# DOCUMENT PASSAGE

------------------------------------------------------------------------

Tools can be anything. It can be a subagent with subagents, a database query, etc.
Need to do an agent handoff? Just output the result of the agent into a different agent. You don't need an sdk to do a workflow.
I've tried some other SDKs/frameworks (Eino and langchaingo), and personally found it quicker to do it manually (as described above) than fight against the framework.
I think the term sub-agent is almost entirely useless. An agent is an LLM loop that has reasoning and access to tools.
A "sub agent" is just a tool. It's implantation should be abstracted away from the main agent loop. Whether the tool call is deterministic, has human input, etc, is meaningless outside of the main tool contract (i.e Params in Params out, SLA, etc)
I agree, technically, "sub agent" is also another tool. But I think it's important to differentiate tools with deterministic input/output from those with reasoning ability.
A simple 'Tool' will take the input and try to execute, but the 'subagent' might reason that the action is unnecessary and that the required output already exists in the shared context. Or it can ask a clarifying question from the main agent before using its tools.
> It's implantation should be abstracted away from the main agent loop. Whether the tool call is deterministic, has human input, etc, is meaningless outside of the main tool contract (i.e Params in Params out, SLA, etc)
Up to a point. You're obviously right in principle, but if that task itself has the ability to call into "adjacent" tools then the behavior changes quite a bit. You can see this a bit with how the Oracle in Amp surfaces itself to the user. The oracle as sub-agent has access to the same tools as the main agent, and the state changes (rare!) that it performs are visible to itself as well as the main agent. The tools that it invokes are displayed similarly to the main agent loop, but they are visualized as calls within the tool.
ADK differentiates between tools and subagents based on the ability to escalate or transfer control (subagents), where as tools are more basic
I think this is a meaningful distinction, because it impacts control flow, regardless what they are called. The lexicon are quite varied vendor-to-vendor
Nah, when working on anything sufficiently complicated you will have many parallel subagents that need their own context window, ability to mutate shared state, sandboxing differences, durability considerations, etc.
If you want to rewrite the behavior per instance you totally can, but there is a definite concept here that is different than “get_weather”.
I think that existing tools don’t work very well here or leave much of this as an exercise for the user. We have tasks that can take a few days to finish (just a huge volume of data and many non deterministic paths). Most people are doing way too much or way too little. Having subagents with traits that can be vended at runtime feels really nice.
Hello, about Claude Code where only Anthoripic models are supported, in reality you can use Claude Code router (https://github.com/musistudio/claude-code-router) to use other models in Claude Code. I use it since some weeks with opensource models and it works pretty well. You can even use "free" models from openrouter
Google's ADK is pretty nice, I'm using the Go version, which is less mature than the python on. Been at it a bit over a week and progress is great. This weekend I'm aiming for tracking file changes in the session history to allow rewinding / forking
It has a ton of day 2 features, really nice abstractions, and positioned itself well in terms of the building blocks and constructing workflows.
ADK supports working with all the vendors and local LLMs
Have you tried AWS’s Strands Agents SDK? I’ve found it to be a very fluent and ergonomic API. And it doesn’t require you to use Bedrock; most major vendor native APIs are supported.
(Disclaimer: I work for AWS, but not for any team involved. Opinions are my own.)

------------------------------------------------------------------------

(Referring expression pointing data)
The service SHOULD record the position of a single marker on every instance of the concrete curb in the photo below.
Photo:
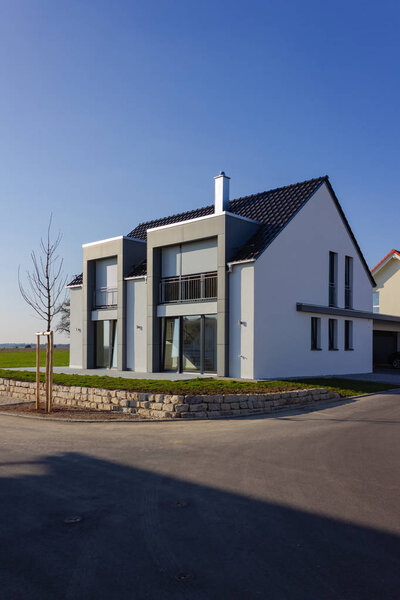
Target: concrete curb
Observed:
(293, 408)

------------------------------------------------------------------------

# REQUIREMENT A
In the subagents discussion, what does ADK use to tell tools apart from subagents?
# REQUIREMENT B
Duplicate the passage of the subagents discussion that opens with the words "Tools can be" and closes with "access to tools.".
# REQUIREMENT C
Pick up the subagents discussion after its last line and write what comes next.

# ANSWER BOX A
The ability to escalate or transfer control, which subagents have, while tools are more basic.

# ANSWER BOX B
Tools can be anything. It can be a subagent with subagents, a database query, etc.
Need to do an agent handoff? Just output the result of the agent into a different agent. You don't need an sdk to do a workflow.
I've tried some other SDKs/frameworks (Eino and langchaingo), and personally found it quicker to do it manually (as described above) than fight against the framework.
I think the term sub-agent is almost entirely useless. An agent is an LLM loop that has reasoning and access to tools.

# ANSWER BOX C
Dude, it looks great, but I just spent half an hour learning about its 'CodeAgents' feature. Which essentially is 'actions written as code'.
This idea has been floating around in my head, but it wasn't refined enough to implement. It's so wild that what you're thinking of may have already been done by someone else on the internet.
For those who are wondering, it's kind of similar to the 'Code Mode' idea implemented by Cloudflare and now being explored by Anthropic; Write code to discover and call MCPs instead of stuffing context window with their definations.
1. If your agent needs to write a lot of code, it's really hard to beat Claude Code (cc) / Agent SDK. We've tried many approaches and frameworks over the past 2 years (e.g. PydanticAI), but using cc is the first that has felt magic.
2. Vendor lock-in is a risk, but the bigger risk is having an agent that is less capable then what a user gets out of chatgpt because you're hand rolling every aspect of your agent.
3. cc is incredibly self aware. When you ask cc how to do something in cc, it instantly nails it. If you ask cc how to do something in framework xyz, it will take much more effort.
4. Give your agent a computer to use. We use e2b.dev, but Modal is great too. When the agent has a computer, it makes many complex features feel simple.
0 - For context, Definite (https://www.definite.app/) is a data platform with agents to operate it. It's like Heroku for data with a staff of AI data engineers and analysts.
Be careful about what you hand off to Claude versus another agent. Claude is a vibe project monster, but it will fail at hard things, come up with fake solutions, and then lie to you about them. To the point that it'll add random sleeps and do pointless work to cover up the fact that it's reward hacking. It's also very messy.
For brownfield work, work on hard stuff or work in big complex codebases you'll save yourself a lot of pain if you use Codex instead of CC.
It's quite worrying that I have several times in the last few months had to really drive home why people should probably not be building bespoke agentic systems just to essentially act as a half baked version of an agentic coding tool when they could just go use Claude code and instead focus their efforts on creating value rather than instant technical debt.
You can pretty much completely reprogram agents just by passing them through a smart proxy. You don't need to rewrite claude/codex, just add context engineering and tool behaviors at the proxy layer.
yes, we should all stop experimenting and outsource our agentic workflows to our new overlords...
this will surely end up better than where big tech has already brought our current society...
For real though, where did the dreamers about ai / agentic free of the worst companies go? Are we in the seasons of capitulation?
My opinion... build, learn, share. The frameworks will improve, the time to custom agent will be shortened, the knowledge won't be locked in another unicorn
anecdotally, I've come quite far in just a week with ADK and VS Code extensions, having never done extensions before, which has been a large part of the time spent
I've been building agent type stuff for a couple years now and the best thing I did was build my own framework and abstractions that I know like the back of my hand.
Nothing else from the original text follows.